Consigne 1.
Répondez aux questions suivantes à partir du texte sur les États du glacis :
(a) D'après la citation, quelles actions ont écarté la menace qui pesait sur le capitalisme en Europe ?
(b) De quelle thèse et de quelles pages la citation est-elle tirée ?
(c) À quel texte les auteurs disent-ils qu'ils pourraient se référer sans juger opportun de l'introduire dans la discussion ?
Consigne 2.
Poursuivez le texte sur les États du glacis à partir de sa dernière phrase.

┌─ Texte à lire

Cependant, et à propos d'un problème sur lequel nous sommes en désaccord nous regrettons que ce document que le C.I. soumet à la discussion internationale soit d'une légèreté certaine.

En effet nous pouvons tire à propos de la caractérisation des Etats des pays du glacis les lignes suivantes :

"La lutte de la classe ouvrière en Europe orientale peut seulement être comprise comme une lutte contre des régimes produits par un mouvement révolutionnaire qui a été doublement déformé.
l°) Elle est partie du soulèvement révolutionnaire qui a menacé l'existence même du capitalisme dans l'Europe toute entière, menace qui a été écartée par les actions complémentaires de l'impérialisme américain, de la bureaucratie soviétique et de ses agences, et de la social-démocratie européenne.
2°) La bureaucratie du Kremlin a usé de son pouvoir pour décapiter l'action de ces pays, se servant dans ce but du vieil appareil de l'Etat capitaliste."

Thèse 1, p. 7-8

Or, dans la même thèse nous voyons ces pays caractérisés comme des "Etats ouvriers déformés ou dégénérés." Nous avons eu beau chercher dans ce texte, nous nous n'y avons pas trouvé où, quand et comment avait eu lieu la transformation du "vieil appareil de l'Etat capitaliste" en "Etat ouvrier" même déformé ou dégénéré. Nous pourrions nous référer aux "Dix Thèses" de Germain, mais il ne nous paraît pas opportun d'introduire ce texte dans la discussion.

└─
┌─ Données du corpus

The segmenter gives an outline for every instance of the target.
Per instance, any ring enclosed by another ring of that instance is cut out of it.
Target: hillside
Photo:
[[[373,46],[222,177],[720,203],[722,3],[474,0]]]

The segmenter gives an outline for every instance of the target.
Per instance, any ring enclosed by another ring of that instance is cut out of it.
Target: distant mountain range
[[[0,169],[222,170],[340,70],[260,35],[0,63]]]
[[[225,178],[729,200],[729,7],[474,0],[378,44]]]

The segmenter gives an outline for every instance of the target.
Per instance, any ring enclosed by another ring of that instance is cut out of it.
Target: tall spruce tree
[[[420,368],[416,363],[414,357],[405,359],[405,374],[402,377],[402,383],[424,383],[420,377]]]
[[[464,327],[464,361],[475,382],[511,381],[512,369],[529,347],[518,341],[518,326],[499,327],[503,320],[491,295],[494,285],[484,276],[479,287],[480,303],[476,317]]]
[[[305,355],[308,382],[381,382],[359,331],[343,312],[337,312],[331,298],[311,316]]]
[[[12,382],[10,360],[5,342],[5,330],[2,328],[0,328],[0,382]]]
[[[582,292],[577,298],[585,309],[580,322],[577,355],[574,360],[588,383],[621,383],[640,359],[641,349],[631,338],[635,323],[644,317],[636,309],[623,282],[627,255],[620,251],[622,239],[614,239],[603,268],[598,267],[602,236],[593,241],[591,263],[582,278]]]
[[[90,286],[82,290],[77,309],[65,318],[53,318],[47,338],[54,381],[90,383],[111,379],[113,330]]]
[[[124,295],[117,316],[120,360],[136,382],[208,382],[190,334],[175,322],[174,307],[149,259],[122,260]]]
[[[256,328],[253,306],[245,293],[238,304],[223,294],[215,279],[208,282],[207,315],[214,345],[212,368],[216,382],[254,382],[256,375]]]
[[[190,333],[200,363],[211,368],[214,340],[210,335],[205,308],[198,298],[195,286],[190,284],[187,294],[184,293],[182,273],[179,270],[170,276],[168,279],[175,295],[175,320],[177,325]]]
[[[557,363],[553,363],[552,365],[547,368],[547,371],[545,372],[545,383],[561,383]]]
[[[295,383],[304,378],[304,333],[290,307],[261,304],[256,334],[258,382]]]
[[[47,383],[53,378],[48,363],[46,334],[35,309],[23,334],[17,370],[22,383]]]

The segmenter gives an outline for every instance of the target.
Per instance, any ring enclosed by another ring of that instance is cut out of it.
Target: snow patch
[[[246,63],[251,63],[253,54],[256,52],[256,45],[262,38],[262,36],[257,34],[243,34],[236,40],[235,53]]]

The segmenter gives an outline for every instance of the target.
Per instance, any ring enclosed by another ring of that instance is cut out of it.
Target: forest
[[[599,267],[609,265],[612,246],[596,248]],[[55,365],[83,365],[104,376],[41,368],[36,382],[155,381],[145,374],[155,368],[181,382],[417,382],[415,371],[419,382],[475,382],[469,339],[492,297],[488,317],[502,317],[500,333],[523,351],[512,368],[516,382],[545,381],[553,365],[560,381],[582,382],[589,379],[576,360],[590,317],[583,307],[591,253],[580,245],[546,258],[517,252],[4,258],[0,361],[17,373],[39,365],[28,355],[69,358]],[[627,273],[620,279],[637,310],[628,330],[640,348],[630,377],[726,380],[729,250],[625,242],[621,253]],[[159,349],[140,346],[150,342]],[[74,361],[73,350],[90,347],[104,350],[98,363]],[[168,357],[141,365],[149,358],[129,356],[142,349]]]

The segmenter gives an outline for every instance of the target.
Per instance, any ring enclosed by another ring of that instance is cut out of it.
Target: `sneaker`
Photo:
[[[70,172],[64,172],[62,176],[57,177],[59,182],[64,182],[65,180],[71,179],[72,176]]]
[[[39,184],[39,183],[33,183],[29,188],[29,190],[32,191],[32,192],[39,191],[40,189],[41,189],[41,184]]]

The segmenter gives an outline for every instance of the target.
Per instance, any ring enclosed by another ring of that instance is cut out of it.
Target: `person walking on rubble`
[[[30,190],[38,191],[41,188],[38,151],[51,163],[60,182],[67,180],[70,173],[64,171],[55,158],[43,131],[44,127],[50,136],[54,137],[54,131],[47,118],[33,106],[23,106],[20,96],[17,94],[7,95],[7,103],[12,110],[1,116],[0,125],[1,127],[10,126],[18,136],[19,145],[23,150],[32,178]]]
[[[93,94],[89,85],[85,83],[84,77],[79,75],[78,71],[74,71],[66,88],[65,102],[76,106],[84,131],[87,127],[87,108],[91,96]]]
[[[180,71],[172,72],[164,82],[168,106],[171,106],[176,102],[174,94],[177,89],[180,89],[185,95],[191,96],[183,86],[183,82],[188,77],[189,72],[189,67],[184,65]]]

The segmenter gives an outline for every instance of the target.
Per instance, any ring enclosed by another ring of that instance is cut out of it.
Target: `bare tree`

└─

Réponse attendue 1.
(a) Les actions complémentaires de l'impérialisme américain, de la bureaucratie soviétique et de ses agences, et de la social-démocratie européenne.
(b) De la thèse 1, pages 7-8.
(c) Aux "Dix Thèses" de Germain.

Réponse attendue 2.
Encore une fois ce qui nous gène dans cette résolution ce n'est pas tant la position prise que l'absence de position nette sur ce problème fondamental (le pablisme était déjà inscrit dans cette surestimation du rôle "progressiste" de la bureaucratie russe en 1945). Le paragraphe que nous citons et qui est le seul effort de la résolution pour aborder ce problème est pour le moins incomplet, quelle que soit la position que l'on adopte à ce propos. Et s'il est vrai que "la lutte de la classe ouvrière en Europe orientale peut seulement être comprise" comme l'ont comprise les rédacteurs de la résolution il ne faut guère espérer voir ce problème s'éclaircir prochainement.

Mais ce problème n'est qu'un problème de méthodologie et nous ne l'avons cité que parce que nous souhaitons voir l'organisation internationale qui ne pourra manquer de surgir de la réunion du printemps 1966 aborder ces problèmes avec sérieux et méthode et non se contenter de recopier les analyses pablistes.

Ce qui dans le texte du C.I. nous gêne bien plus, c'est la référence constante aux années 1953-1956.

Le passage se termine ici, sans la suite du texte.